(Beginning of TEXT FOR ANALYSIS)
Argentine musician (born 1979)

Patricio Rogelio Santos Fontanet (born 16 June 1979) is an Argentine singer-songwriter known for being the vocalist of the Argentine rock band Callejeros and the founder of Don Osvaldo.

In December 2004, he was involved in the Cromañón nightclub fire, where he was singing with Callejeros.

== Early life and musical career ==
Fontanet was born on 16 June 1979 in Tapiales, a small town in La Matanza Partido of Buenos Aires Province. His parents were José Santos and Susana Graciela Fontanet. An enthusiast of Argentine rock, Fontanet began rehearsing with a group of boys in a garage of a home in Villa Celina in 1995. Some time later, they debuted in front of a barbershop in La Matanza and began recruiting members for the band.

The group Callejeros, a well-known and recognized band in Argentina's national rock, began its path to fame under the name of Green River (in Spanish, Río Verde), inspiring themselves in the eponymous song of Creedence Clearwater Revival. Over time, the band incorporated drummers and guitarists, including Eduardo Vázquez. By the early 2000s, Callejeros had reached a high level of recognition within Argentine rock, incorporating other musicians like Maximiliano Djerfy, and frequently giving concerts at numerous nightclubs.

On 30 December 2004, Callejeros was giving a concert at the República de Cromañón nightclub in Balvanera when a flare thrown by a spectator impacted a cloth net in the ceiling, quickly spreading a fire that killed 194 people and injured more than 1500 others. Among the victims of the tragedy was Fontanet's girlfriend, 21-year-old Mariana Silotta, who succumbed to her injuries on 12 January 2005. His mother Susana was injured but survived. Fontanet himself was also hospitalized due to smoke inhalation.

== Legal proceedings ==
Following his recovery, Fontanet and the rest of the band members of Callejeros, as well as Cromañón's manager Omar Chabán, Callejeros' manager Diego Argañaraz, and other high-ranking officials, were indicted in the deaths at the nightclub, accused, among other charges, of reckless homicide. In June 2005, Fontanet sued the parents of a man who died in Cromañón for allegedly assaulting his father. In August 2009, Chabán and others were convicted, with Chabán receiving a 20-year prison term. Callejeros' members, including Fontanet, were acquitted. The state appealed to the Court of Cassation, which in April 2011 reversed the first-instance ruling and ordered Callejeros to stand trial again.
(End of TEXT FOR ANALYSIS)
(Beginning of RECORDS)
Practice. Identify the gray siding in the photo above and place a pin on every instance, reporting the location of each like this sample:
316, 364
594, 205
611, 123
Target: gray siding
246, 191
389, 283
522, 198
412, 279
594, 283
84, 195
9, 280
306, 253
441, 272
(End of RECORDS)
Continue the biographical article on Patricio Fontanet, picking up after its last sentence.

On 17 October 2012, Callejeros members were all convicted for their role in the fire. Fontanet was sentenced to seven years in prison, which was ratified on 20 December 2012. Fontanet was traveling with his wife and his son, Homero, in Córdoba when he was informed about the ruling, subsequently suffering a mental breakdown. He was admitted to a psychiatric hospital in Córdoba and later transferred to the psychiatric unit of the Ezeiza Penitentiary Federal Complex in Ezeiza, Buenos Aires. The Supreme Court upheld the band members' sentences in April 2016, with Fontanet being unable to request parole because he had never participated in a workshop while in prison, a requirement for a good evaluation.

In May 2018, a court granted him parole after serving six and a half years of his seven-year prison term.

== Personal life and aftermath ==
Fontanet and his partner Estefanía Miguel had a son named Homero, born in October 2012. Fontanet's father José Santos died while he was in prison in November 2017, with a court granting him a brief supervised release to attend the funeral and accompany his mother.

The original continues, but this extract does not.